--- Task objective ---
In your reply, write out the records exactly, each line intact.

--- Provided records ---

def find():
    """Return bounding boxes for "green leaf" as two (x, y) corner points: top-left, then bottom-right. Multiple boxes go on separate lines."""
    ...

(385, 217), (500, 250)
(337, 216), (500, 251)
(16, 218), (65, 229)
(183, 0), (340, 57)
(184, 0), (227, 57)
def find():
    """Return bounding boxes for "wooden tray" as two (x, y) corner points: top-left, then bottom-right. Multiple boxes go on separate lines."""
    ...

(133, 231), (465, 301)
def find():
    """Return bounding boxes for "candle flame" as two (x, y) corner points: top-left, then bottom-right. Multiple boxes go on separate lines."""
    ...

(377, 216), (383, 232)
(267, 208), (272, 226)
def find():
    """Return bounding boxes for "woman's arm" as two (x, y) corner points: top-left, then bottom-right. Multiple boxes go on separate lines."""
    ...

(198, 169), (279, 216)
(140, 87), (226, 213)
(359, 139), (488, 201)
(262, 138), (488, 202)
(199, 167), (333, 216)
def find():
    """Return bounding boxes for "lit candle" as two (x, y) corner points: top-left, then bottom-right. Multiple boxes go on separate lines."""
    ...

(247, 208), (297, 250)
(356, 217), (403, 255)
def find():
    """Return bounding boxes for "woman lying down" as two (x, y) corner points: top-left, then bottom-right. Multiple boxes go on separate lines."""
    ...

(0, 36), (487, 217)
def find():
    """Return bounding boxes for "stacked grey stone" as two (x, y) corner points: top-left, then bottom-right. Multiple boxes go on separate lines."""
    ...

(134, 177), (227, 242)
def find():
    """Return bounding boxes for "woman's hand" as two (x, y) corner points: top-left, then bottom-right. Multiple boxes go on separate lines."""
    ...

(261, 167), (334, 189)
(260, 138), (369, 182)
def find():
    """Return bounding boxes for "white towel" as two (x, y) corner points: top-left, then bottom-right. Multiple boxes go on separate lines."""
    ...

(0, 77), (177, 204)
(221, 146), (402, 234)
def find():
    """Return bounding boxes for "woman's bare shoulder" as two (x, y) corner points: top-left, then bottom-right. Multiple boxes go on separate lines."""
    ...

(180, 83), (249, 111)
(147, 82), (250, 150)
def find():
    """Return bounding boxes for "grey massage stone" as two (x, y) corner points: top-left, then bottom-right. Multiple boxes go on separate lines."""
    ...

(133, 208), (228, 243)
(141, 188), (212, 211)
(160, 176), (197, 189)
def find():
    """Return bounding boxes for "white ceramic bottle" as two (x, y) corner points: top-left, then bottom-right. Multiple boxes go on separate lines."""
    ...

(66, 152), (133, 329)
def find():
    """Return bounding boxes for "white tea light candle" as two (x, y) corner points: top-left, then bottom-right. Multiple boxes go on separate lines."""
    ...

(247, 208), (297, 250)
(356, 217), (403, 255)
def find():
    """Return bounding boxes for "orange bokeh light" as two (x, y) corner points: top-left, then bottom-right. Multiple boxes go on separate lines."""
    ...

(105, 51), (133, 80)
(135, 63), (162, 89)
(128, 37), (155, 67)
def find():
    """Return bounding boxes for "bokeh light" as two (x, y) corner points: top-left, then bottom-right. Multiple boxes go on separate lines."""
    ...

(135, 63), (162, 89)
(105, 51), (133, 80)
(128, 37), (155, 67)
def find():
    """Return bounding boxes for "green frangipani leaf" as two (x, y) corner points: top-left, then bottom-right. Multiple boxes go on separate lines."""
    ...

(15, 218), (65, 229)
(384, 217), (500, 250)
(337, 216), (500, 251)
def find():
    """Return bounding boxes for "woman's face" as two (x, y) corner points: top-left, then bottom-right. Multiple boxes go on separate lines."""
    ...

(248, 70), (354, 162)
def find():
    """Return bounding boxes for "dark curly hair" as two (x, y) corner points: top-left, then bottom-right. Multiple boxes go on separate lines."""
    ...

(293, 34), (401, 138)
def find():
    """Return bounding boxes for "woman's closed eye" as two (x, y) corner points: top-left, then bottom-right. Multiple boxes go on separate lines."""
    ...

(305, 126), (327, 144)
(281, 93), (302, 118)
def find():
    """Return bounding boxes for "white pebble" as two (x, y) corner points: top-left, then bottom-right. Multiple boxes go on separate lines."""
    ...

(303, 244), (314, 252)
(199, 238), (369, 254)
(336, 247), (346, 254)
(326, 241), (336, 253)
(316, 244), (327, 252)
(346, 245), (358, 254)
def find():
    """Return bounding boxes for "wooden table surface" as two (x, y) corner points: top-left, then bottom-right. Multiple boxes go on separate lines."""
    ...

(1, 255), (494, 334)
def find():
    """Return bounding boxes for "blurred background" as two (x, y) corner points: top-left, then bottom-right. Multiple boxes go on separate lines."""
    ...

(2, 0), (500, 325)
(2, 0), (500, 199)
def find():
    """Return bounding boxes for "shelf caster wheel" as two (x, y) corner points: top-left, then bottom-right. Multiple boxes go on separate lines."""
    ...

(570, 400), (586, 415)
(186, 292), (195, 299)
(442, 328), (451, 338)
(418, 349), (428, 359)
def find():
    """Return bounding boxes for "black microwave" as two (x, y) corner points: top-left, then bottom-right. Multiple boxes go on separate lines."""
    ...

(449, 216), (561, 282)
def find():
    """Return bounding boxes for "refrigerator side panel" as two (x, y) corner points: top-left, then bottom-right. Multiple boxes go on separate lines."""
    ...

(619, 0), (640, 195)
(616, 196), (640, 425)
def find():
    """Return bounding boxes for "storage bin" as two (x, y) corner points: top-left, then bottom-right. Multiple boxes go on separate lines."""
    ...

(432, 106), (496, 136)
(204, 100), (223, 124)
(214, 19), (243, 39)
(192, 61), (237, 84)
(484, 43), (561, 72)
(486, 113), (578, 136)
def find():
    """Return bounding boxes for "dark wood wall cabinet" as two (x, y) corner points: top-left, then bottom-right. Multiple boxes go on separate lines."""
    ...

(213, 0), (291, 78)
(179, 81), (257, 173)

--- Solution ---
def find():
    """Return bounding boxes for "green leaf" as two (x, y) corner points: top-left, then bottom-right. Multiple boxes go on separate lines."""
    ...

(385, 217), (500, 250)
(337, 216), (500, 251)
(16, 218), (65, 229)
(183, 0), (340, 57)
(184, 0), (227, 57)
def find():
    """Return bounding boxes for "wooden tray" as two (x, y) corner points: top-left, then bottom-right. Multiple boxes go on separate lines."""
    ...

(133, 231), (465, 301)
def find():
    """Return bounding boxes for "candle flame" as two (x, y) corner points: top-left, then bottom-right. Multiple boxes go on separate lines."""
    ...

(377, 216), (383, 232)
(267, 208), (272, 226)
def find():
    """Return bounding boxes for "woman's arm" as two (x, y) corner points: top-left, then bottom-right. Multiple boxes go on separate lines."""
    ...

(198, 169), (279, 216)
(140, 87), (226, 213)
(359, 139), (488, 201)
(262, 138), (488, 202)
(199, 167), (333, 216)
def find():
    """Return bounding boxes for "lit candle" as two (x, y) corner points: top-left, then bottom-right. Multiple boxes go on separate lines."""
    ...

(247, 208), (297, 250)
(356, 217), (403, 255)
def find():
    """Return bounding boxes for "woman lying down" as two (x, y) corner points: top-left, then bottom-right. Multiple boxes go on separate lines."""
    ...

(0, 36), (487, 217)
def find():
    """Return bounding boxes for "stacked grey stone" as two (x, y) corner points: top-left, then bottom-right. Multiple boxes go on separate lines."""
    ...

(134, 177), (227, 242)
def find():
    """Return bounding boxes for "woman's hand" as two (x, y) corner points: top-left, then bottom-right. Multiple boxes go on separate lines."""
    ...

(261, 167), (334, 189)
(260, 138), (369, 182)
def find():
    """Return bounding boxes for "white towel" as two (x, y) corner points: top-left, then bottom-right. Multiple boxes go on separate lines."""
    ...

(0, 77), (177, 204)
(221, 146), (402, 234)
def find():
    """Return bounding boxes for "woman's bare shoulder" as two (x, y) corner points: top-left, then bottom-right. Multiple boxes go on separate lines."""
    ...

(180, 83), (249, 111)
(147, 82), (250, 150)
def find():
    """Return bounding boxes for "grey massage stone" as two (x, y) corner points: top-left, then bottom-right. Multiple boxes go on separate lines."""
    ...

(133, 208), (228, 243)
(141, 188), (212, 211)
(160, 176), (197, 189)
def find():
    """Return bounding boxes for "white ceramic bottle" as two (x, y) corner points: top-left, then bottom-right. Multiple boxes go on separate lines."""
    ...

(66, 152), (133, 329)
def find():
    """Return bounding boxes for "white tea light candle" as two (x, y) corner points: top-left, then bottom-right. Multiple boxes go on separate lines."""
    ...

(247, 208), (297, 250)
(356, 217), (403, 255)
def find():
    """Return bounding boxes for "orange bokeh light" as two (x, y) corner points: top-left, then bottom-right. Multiple boxes go on separate lines."""
    ...

(105, 51), (133, 80)
(135, 63), (162, 89)
(128, 37), (155, 67)
def find():
    """Return bounding boxes for "bokeh light" as two (x, y) corner points: top-left, then bottom-right. Multiple boxes go on separate lines."""
    ...

(135, 63), (162, 89)
(105, 51), (133, 80)
(128, 37), (155, 67)
def find():
    """Return bounding boxes for "green frangipani leaf" as two (x, y) corner points: top-left, then bottom-right. Multiple boxes go on separate lines."""
    ...

(15, 218), (65, 229)
(384, 217), (500, 250)
(337, 216), (500, 251)
def find():
    """Return bounding boxes for "woman's face" as two (x, y) corner points: top-left, then bottom-right. Multiple boxes go on separate lines."""
    ...

(248, 70), (354, 162)
def find():
    """Return bounding boxes for "dark curly hair" as two (x, y) corner points: top-left, then bottom-right. Multiple boxes go on separate lines."""
    ...

(293, 34), (401, 138)
def find():
    """Return bounding boxes for "woman's closed eye" as two (x, y) corner points: top-left, then bottom-right. Multiple boxes go on separate lines."""
    ...

(305, 126), (327, 144)
(281, 93), (302, 118)
def find():
    """Return bounding boxes for "white pebble" as two (x, y) corner points: top-left, then bottom-right. Multiple boxes go on separate lines."""
    ...

(303, 244), (314, 252)
(199, 238), (369, 254)
(336, 247), (346, 254)
(326, 241), (336, 253)
(316, 244), (327, 252)
(346, 245), (358, 254)
def find():
    """Return bounding boxes for "wooden table surface" as two (x, y) corner points: top-left, then bottom-right. Multiple boxes go on separate lines."""
    ...

(1, 255), (494, 334)
def find():
    """Return bounding boxes for "blurred background" as two (x, y) corner points: top-left, then bottom-right. Multiple boxes go on separate lines."""
    ...

(2, 0), (500, 325)
(2, 0), (500, 199)
def find():
    """Return bounding boxes for "shelf caster wheel" as two (x, y) corner points: top-left, then bottom-right. Multiple boxes go on separate lines."""
    ...

(570, 400), (586, 415)
(186, 292), (195, 299)
(442, 328), (451, 338)
(418, 349), (428, 359)
def find():
    """Return bounding boxes for "black microwave" as two (x, y) corner points: top-left, then bottom-right. Multiple boxes go on separate lines."""
    ...

(449, 216), (561, 282)
def find():
    """Return bounding boxes for "refrigerator side panel" as two (x, y) corner points: top-left, then bottom-right. Multiple boxes go on separate lines."""
    ...

(619, 0), (640, 195)
(616, 196), (640, 425)
def find():
    """Return bounding boxes for "storage bin" as two (x, y) corner points: top-left, then bottom-right. Multiple boxes go on separate lines."""
    ...

(432, 106), (496, 136)
(204, 100), (223, 124)
(214, 19), (243, 39)
(192, 61), (237, 84)
(484, 43), (561, 72)
(486, 113), (578, 136)
def find():
    """Return bounding boxes for "dark wood wall cabinet" as two (x, y) corner points: top-left, then bottom-right. Multiple boxes go on separate lines."""
    ...

(213, 0), (291, 78)
(179, 81), (257, 173)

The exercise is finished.